Indeed, testing methods for approximation are different from those for classification. Moreover, different testing methods are used for binary classification and multiple classifications. This post focuses on testing analysis methods for binary classification problems.

### Contents

- Testing data.
- 1. Confusion matrix.
- 2. Binary classification tests.
- 3. ROC curve.
- 4. Positive and negative rates.
- 5. Cumulative gain.
- 6. Lift chart.
- Conclusions.

Neural Designer implements all those testing methods. You can download this data science and machine learning platform here to try them in practice.

## Testing data

To illustrate those testing methods for binary classification, we generate the following testing data.

Instance | Target | Output | Instance | Target | Output |
---|---|---|---|---|---|

1 | 1 | 0.99 | 11 | 1 | 0.41 |

2 | 1 | 0.85 | 12 | 0 | 0.40 |

3 | 1 | 0.70 | 13 | 0 | 0.28 |

4 | 1 | 0.60 | 14 | 0 | 0.27 |

5 | 0 | 0.55 | 15 | 0 | 0.26 |

6 | 1 | 0.54 | 16 | 0 | 0.25 |

7 | 0 | 0.53 | 17 | 0 | 0.24 |

8 | 1 | 0.52 | 18 | 0 | 0.23 |

9 | 0 | 0.51 | 19 | 0 | 0.20 |

10 | 1 | 0.49 | 20 | 0 | 0.10 |

The *target* column determines whether an instance is negative (0) or positive (1). The *output* column is the model’s corresponding score, i.e., the probability that the corresponding instance is positive.

## WHAT YOU NEED TO DO
In the text on testing binary classification, what does the output column represent?

[Contour labeling entries]
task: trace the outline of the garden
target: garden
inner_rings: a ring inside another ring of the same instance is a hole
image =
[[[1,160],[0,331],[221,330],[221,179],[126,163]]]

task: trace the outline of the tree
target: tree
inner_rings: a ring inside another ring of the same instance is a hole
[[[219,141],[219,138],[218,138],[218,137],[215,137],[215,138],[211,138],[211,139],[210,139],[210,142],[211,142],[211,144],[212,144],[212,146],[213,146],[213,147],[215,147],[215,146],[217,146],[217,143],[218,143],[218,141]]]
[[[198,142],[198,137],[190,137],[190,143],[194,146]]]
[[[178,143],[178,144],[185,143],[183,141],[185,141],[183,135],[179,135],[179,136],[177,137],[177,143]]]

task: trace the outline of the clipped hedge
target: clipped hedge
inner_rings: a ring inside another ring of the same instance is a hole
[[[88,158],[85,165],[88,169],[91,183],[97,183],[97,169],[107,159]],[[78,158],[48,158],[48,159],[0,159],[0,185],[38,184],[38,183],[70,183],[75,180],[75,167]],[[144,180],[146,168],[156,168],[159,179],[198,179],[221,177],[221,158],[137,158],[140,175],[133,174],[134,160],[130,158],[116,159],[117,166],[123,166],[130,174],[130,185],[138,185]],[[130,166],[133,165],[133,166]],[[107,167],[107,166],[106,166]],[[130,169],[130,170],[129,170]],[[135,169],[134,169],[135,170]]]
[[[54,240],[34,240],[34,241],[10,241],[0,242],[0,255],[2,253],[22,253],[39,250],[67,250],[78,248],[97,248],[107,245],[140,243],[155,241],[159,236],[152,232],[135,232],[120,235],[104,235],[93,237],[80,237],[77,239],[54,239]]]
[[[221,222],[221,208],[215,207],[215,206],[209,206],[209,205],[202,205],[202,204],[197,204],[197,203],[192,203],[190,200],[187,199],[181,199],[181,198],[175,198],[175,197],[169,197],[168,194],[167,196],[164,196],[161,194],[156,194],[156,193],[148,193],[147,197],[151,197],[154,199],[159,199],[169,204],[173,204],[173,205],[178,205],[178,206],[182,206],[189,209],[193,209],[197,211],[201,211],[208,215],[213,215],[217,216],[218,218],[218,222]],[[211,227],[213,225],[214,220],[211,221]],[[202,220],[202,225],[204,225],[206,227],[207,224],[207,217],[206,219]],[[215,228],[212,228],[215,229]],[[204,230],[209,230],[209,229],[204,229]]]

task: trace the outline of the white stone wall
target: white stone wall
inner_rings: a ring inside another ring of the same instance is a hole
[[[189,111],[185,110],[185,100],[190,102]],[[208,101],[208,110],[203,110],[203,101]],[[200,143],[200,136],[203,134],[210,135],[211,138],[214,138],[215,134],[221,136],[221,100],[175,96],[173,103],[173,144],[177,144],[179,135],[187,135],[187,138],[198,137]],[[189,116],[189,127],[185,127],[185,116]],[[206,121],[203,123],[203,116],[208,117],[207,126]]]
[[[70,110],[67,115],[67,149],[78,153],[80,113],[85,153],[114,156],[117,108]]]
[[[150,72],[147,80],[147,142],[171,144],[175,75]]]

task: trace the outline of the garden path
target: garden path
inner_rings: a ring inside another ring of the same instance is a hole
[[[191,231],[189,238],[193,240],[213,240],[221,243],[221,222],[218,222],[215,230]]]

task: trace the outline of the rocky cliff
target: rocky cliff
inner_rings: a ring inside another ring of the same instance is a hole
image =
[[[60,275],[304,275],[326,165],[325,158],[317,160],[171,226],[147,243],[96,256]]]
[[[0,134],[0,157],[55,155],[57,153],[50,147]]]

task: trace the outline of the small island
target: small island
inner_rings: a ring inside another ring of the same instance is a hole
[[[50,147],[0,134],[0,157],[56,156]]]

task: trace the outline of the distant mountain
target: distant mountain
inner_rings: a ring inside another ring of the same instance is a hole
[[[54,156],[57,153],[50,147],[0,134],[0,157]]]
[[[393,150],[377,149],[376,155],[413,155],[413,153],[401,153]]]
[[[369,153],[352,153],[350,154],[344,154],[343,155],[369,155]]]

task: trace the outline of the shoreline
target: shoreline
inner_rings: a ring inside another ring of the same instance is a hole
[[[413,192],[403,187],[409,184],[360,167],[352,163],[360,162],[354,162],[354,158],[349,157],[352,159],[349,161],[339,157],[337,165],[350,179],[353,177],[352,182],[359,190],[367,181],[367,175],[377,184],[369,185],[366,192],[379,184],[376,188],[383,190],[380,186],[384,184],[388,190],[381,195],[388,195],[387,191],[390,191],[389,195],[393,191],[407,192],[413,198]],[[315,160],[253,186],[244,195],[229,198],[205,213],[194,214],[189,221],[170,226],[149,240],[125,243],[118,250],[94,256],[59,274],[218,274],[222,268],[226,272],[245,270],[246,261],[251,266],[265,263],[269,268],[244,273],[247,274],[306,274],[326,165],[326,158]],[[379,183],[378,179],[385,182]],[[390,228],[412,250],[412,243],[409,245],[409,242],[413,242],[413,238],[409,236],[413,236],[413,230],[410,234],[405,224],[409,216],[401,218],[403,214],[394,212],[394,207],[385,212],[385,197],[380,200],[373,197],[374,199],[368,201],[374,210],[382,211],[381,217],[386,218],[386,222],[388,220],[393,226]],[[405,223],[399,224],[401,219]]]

## EXERCISE RESPONSE
The model's score for each instance, i.e., the probability that the instance is positive.